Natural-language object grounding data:
----------------

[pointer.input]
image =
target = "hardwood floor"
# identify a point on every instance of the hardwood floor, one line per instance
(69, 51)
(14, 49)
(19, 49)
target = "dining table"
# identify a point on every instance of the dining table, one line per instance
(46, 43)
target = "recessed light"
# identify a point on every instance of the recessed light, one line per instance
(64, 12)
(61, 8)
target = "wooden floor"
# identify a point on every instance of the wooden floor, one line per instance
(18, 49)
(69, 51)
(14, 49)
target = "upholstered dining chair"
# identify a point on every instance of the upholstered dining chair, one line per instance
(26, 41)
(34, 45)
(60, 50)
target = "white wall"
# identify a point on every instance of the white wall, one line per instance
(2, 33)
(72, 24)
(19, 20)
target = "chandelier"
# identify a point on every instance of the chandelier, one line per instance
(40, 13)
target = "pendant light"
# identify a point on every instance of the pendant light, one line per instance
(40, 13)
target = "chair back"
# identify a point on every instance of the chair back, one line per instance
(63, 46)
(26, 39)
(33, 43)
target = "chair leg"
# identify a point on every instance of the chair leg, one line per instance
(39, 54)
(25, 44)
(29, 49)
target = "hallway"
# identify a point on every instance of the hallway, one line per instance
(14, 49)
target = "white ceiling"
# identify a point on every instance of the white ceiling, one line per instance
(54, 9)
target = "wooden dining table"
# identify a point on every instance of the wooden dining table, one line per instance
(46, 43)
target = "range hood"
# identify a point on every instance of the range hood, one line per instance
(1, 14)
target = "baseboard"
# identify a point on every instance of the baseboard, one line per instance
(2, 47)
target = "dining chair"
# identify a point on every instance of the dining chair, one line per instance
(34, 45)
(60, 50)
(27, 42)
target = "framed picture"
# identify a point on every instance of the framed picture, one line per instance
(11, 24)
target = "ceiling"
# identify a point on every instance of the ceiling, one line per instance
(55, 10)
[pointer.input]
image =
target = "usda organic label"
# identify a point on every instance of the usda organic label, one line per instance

----------------

__DIRECTIONS__. Your task is to repeat the data exactly; please include every line.

__EXERCISE OUTPUT__.
[pointer.input]
image =
target = "hardwood floor"
# identify a point on every instance of the hardwood floor, one line per instance
(69, 51)
(14, 49)
(19, 49)
target = "dining table"
# identify a point on every instance of the dining table, one line per instance
(46, 43)
target = "recessed light"
# identify a point on every instance of the recessed light, one line per instance
(64, 12)
(61, 8)
target = "wooden floor"
# identify a point on every instance of the wooden floor, one line per instance
(18, 49)
(69, 51)
(14, 49)
target = "upholstered dining chair"
# identify a point on every instance of the upholstered dining chair, one line per instance
(26, 41)
(34, 45)
(60, 50)
target = "white wall"
# identify a point on every instance of the white wall, one line per instance
(2, 33)
(72, 24)
(19, 20)
target = "chandelier"
# identify a point on every instance of the chandelier, one line per instance
(40, 13)
target = "pendant light"
# identify a point on every instance of the pendant light, one line per instance
(40, 13)
target = "chair back"
# identify a point on every instance of the chair back, one line per instance
(63, 46)
(26, 39)
(33, 43)
target = "chair leg"
# identify a point on every instance of the chair leg, one line per instance
(39, 54)
(25, 44)
(29, 49)
target = "hallway"
# identify a point on every instance of the hallway, one line per instance
(14, 49)
target = "white ceiling"
# identify a point on every instance of the white ceiling, one line per instance
(54, 9)
target = "wooden dining table"
# identify a point on every instance of the wooden dining table, one line per instance
(46, 43)
target = "range hood"
# identify a point on every instance of the range hood, one line per instance
(1, 14)
target = "baseboard"
# identify a point on every instance of the baseboard, one line per instance
(2, 47)
target = "dining chair"
# identify a point on every instance of the dining chair, one line per instance
(34, 45)
(60, 50)
(27, 42)
target = "framed picture"
# identify a point on every instance of the framed picture, one line per instance
(11, 24)
target = "ceiling"
# identify a point on every instance of the ceiling, one line per instance
(55, 10)
[pointer.input]
image =
target = "usda organic label"
# identify a point on every instance of the usda organic label, one line per instance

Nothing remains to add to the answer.